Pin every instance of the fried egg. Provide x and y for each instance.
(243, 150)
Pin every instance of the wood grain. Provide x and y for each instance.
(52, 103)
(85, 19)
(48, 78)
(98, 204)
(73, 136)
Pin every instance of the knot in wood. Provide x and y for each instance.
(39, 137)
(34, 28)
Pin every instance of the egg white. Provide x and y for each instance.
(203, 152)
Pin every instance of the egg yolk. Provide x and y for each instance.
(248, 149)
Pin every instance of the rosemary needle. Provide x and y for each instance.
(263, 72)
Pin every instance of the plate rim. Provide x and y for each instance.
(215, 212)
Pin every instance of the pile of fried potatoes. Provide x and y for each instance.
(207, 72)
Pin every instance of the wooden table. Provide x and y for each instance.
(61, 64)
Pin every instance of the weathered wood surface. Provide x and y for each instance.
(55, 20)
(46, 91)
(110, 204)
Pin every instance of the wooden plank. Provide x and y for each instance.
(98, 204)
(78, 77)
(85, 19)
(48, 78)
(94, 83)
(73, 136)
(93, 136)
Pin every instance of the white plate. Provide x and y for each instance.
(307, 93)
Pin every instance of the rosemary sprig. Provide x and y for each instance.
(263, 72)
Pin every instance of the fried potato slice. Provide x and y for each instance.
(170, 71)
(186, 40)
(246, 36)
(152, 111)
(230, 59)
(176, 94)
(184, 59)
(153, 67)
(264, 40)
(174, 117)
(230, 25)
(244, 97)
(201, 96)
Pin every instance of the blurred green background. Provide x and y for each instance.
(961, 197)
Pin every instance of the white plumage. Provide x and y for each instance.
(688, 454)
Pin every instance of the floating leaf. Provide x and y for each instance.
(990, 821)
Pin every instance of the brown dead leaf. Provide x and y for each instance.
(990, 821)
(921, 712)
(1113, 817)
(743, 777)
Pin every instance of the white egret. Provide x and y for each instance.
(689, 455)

_DIRECTIONS FOR THIS TASK_: Reproduce all of the lines above word for word, without any change.

_TASK RESPONSE_:
Pin every instance of the fried egg. Provide x and y for each instance.
(243, 150)
Pin every instance of the wood grain. Provide x and y for each instance.
(52, 103)
(85, 19)
(48, 78)
(98, 204)
(73, 136)
Pin every instance of the knot in wood. Provide x and y for each instance.
(39, 137)
(34, 28)
Pin every instance of the egg white. Provide x and y for each instance.
(203, 152)
Pin every instance of the egg yolk. Provide x and y for each instance.
(248, 149)
Pin every instance of the rosemary needle. Provide x and y for each instance.
(263, 72)
Pin every instance of the plate rim. Provide x and y for each instance.
(215, 212)
Pin every instance of the pile of fried potatoes. Provide x and y for each instance.
(207, 72)
Pin every instance of the wooden table. Provide x and y for each instance.
(61, 64)
Pin every instance of the weathered wood surface. Provide x and y for each instance.
(55, 20)
(46, 91)
(110, 204)
Pin every instance of the wooden plank. Provide x and y for each instance.
(98, 204)
(78, 77)
(85, 19)
(48, 78)
(94, 83)
(73, 136)
(93, 136)
Pin every instance of the white plate. Provide x and y for each instance.
(307, 93)
Pin every instance of the rosemary sprig. Provide x and y for each instance.
(263, 72)
Pin every instance of the fried potato slice. Provide x and y for each instance.
(170, 71)
(186, 40)
(246, 36)
(152, 111)
(230, 59)
(176, 94)
(184, 59)
(153, 67)
(264, 40)
(174, 117)
(230, 25)
(244, 97)
(201, 96)
Pin every instance of the blurred green background. Provide x and y for each instance.
(961, 197)
Pin every instance of the white plumage. Provide x and y for each instance.
(688, 454)
Pin every instance of the floating leaf. Provide x and y for each instance.
(990, 821)
Pin every instance of the brown dead leaf. Provide x and y for each instance.
(990, 821)
(921, 712)
(1113, 817)
(743, 777)
Pin every instance of the white egret. Provide x and y for each instance.
(689, 455)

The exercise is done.